EXERCISE:
The line containing "Target: clock face" and every line after it, through the last, are to be extracted exactly; no other lines belong in the answer.

EXERCISE MATERIAL:
"""

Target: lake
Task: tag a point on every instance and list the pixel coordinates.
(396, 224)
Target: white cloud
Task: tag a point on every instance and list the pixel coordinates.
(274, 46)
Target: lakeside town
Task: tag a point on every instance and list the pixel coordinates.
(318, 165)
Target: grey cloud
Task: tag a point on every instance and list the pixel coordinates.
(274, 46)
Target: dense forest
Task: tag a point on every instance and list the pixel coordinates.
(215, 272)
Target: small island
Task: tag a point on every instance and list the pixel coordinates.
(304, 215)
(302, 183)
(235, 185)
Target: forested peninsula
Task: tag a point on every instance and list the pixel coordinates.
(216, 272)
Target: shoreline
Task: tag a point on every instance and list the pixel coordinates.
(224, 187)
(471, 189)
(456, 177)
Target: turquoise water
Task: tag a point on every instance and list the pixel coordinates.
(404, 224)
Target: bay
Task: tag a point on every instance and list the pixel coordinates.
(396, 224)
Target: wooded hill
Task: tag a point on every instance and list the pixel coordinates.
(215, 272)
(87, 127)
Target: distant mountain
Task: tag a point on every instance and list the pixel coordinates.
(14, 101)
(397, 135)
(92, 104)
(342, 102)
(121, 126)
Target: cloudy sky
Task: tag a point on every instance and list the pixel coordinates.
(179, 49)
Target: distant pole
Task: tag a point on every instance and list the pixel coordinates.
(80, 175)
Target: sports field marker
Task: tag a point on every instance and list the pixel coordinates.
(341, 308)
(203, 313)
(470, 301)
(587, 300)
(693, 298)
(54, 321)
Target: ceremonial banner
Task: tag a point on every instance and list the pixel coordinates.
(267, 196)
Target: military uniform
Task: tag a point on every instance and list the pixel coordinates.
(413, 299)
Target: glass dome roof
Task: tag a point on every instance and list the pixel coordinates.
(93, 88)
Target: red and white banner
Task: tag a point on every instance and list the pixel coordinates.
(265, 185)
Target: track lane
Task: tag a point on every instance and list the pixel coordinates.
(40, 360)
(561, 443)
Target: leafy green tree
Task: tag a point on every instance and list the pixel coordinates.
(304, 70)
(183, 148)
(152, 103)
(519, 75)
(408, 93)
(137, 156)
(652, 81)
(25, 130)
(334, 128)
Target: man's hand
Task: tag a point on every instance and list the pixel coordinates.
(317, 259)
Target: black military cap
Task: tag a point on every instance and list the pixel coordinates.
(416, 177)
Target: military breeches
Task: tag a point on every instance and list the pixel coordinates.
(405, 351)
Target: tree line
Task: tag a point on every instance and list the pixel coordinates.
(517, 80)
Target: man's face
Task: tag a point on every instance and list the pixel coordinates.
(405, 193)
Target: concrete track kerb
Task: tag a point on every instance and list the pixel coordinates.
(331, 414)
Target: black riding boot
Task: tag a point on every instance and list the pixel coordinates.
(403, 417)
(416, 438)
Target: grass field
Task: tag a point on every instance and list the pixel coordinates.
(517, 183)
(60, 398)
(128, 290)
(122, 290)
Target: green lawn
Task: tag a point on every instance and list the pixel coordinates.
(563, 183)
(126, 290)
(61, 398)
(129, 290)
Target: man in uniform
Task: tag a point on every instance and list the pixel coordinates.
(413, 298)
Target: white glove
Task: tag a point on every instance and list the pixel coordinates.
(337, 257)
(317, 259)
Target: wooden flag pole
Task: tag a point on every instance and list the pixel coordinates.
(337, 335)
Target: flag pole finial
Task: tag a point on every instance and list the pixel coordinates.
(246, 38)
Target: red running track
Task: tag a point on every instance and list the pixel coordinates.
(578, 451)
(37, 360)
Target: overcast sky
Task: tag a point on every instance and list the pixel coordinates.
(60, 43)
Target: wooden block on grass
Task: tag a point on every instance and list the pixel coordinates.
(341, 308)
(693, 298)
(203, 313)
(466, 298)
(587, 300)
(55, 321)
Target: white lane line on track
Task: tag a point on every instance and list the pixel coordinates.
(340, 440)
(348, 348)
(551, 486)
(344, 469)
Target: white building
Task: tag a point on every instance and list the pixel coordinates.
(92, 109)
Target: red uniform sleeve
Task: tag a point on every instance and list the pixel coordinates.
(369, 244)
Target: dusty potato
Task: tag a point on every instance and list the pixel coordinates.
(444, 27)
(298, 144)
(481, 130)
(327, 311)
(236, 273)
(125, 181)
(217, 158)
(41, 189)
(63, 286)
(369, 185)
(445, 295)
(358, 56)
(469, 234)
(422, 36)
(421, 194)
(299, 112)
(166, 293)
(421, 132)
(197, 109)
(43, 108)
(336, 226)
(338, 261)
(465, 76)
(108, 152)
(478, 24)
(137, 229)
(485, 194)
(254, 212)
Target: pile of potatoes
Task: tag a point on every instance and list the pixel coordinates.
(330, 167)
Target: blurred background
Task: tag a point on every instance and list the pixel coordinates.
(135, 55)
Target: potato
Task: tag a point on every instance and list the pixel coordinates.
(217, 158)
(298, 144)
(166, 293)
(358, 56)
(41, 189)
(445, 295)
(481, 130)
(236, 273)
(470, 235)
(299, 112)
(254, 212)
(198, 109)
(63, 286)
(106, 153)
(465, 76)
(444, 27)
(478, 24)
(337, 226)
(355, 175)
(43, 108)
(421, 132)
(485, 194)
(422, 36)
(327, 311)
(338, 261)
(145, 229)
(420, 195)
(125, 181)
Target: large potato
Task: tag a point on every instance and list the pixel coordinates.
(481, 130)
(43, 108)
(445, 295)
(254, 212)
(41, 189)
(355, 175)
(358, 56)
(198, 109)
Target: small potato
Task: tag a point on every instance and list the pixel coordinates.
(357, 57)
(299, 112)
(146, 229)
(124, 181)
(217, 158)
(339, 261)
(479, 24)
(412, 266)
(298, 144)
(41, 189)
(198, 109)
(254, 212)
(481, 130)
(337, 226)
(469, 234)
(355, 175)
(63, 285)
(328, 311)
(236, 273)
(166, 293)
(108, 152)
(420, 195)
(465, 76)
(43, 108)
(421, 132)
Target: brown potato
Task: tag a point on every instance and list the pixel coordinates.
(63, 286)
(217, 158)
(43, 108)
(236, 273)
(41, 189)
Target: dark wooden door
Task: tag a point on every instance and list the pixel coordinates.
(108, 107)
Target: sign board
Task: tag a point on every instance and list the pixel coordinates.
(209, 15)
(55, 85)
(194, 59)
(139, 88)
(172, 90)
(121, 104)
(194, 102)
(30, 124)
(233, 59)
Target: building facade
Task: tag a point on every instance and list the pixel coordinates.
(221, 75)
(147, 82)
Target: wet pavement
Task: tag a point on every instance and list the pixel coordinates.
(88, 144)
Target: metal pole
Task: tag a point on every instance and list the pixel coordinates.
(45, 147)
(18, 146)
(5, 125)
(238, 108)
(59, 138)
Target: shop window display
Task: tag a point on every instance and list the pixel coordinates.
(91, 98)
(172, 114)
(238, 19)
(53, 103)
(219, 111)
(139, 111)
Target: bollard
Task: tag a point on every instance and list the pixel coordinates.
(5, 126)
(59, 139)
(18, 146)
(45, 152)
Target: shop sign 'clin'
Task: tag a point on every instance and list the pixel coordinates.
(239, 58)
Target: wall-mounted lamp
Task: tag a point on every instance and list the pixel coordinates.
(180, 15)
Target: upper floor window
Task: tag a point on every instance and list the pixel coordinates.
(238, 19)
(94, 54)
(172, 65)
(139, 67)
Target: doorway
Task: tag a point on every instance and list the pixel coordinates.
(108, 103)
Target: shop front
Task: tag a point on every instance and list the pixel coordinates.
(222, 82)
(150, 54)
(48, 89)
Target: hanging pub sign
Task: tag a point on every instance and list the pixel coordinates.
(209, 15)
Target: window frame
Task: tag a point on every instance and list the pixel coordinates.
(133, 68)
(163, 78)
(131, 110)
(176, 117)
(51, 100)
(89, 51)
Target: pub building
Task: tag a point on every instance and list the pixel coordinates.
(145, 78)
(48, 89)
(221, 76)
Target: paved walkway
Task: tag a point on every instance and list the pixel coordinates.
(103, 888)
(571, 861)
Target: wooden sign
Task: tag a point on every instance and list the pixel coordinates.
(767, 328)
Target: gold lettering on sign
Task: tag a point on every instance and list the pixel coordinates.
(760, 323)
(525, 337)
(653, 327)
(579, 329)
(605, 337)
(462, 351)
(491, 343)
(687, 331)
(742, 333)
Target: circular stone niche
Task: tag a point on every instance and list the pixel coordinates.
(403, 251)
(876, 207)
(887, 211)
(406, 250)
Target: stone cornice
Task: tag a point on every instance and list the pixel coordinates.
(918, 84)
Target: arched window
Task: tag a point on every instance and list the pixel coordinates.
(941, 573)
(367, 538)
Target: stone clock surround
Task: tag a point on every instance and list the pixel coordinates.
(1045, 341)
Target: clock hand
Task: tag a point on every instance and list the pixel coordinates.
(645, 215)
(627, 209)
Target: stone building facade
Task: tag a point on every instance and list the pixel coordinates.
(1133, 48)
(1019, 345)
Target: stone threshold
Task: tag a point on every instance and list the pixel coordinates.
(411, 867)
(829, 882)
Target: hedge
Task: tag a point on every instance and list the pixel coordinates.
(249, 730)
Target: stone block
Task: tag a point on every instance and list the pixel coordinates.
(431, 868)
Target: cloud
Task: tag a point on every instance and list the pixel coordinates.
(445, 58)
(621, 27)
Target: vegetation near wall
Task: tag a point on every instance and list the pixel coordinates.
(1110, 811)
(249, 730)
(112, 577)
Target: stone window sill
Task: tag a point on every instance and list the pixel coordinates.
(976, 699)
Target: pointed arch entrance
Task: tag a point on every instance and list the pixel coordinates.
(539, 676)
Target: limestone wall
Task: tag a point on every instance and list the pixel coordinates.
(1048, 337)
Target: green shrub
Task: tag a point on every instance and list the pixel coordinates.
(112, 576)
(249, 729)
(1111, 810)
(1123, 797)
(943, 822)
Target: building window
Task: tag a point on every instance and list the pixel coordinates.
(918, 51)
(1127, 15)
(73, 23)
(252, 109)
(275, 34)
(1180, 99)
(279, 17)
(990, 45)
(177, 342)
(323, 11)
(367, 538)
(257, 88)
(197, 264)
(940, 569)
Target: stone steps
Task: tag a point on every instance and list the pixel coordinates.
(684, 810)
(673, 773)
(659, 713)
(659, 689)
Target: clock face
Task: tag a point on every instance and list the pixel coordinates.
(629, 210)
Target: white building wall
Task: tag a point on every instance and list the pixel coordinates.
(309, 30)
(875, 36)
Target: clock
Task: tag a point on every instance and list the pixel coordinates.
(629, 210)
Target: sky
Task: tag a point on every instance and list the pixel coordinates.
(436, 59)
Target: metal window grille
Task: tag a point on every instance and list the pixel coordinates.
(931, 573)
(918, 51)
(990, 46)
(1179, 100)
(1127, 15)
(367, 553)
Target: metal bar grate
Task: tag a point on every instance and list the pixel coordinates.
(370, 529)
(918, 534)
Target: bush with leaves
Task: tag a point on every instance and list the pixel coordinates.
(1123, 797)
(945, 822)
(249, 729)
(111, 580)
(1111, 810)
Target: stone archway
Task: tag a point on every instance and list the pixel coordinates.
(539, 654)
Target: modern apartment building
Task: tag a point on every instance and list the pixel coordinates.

"""

RESULT OF THIS EXERCISE:
Target: clock face
Task: tag a point on every instance and list the pixel coordinates.
(629, 210)
Target: white building wall
Task: tag a point on every instance and list the pixel coordinates.
(309, 30)
(875, 36)
Target: clock
Task: tag a point on every instance and list the pixel coordinates.
(629, 210)
Target: sky
Task: tag a point on every instance and list the pixel coordinates.
(436, 59)
Target: metal window grille
Task: tag a point on every instance and list the pixel coordinates.
(931, 573)
(918, 51)
(990, 46)
(1179, 100)
(1127, 15)
(367, 553)
Target: metal bar grate
Task: tag a point on every instance and list the pixel coordinates.
(370, 529)
(918, 534)
Target: bush with leaves
Task: tag a point on every instance and list the pixel coordinates.
(1123, 797)
(945, 822)
(249, 729)
(111, 580)
(1111, 810)
Target: stone archway
Task: tag a point on every instance and list the pixel coordinates.
(539, 654)
Target: modern apartment building
Task: tag a point on every instance and list the pixel coordinates.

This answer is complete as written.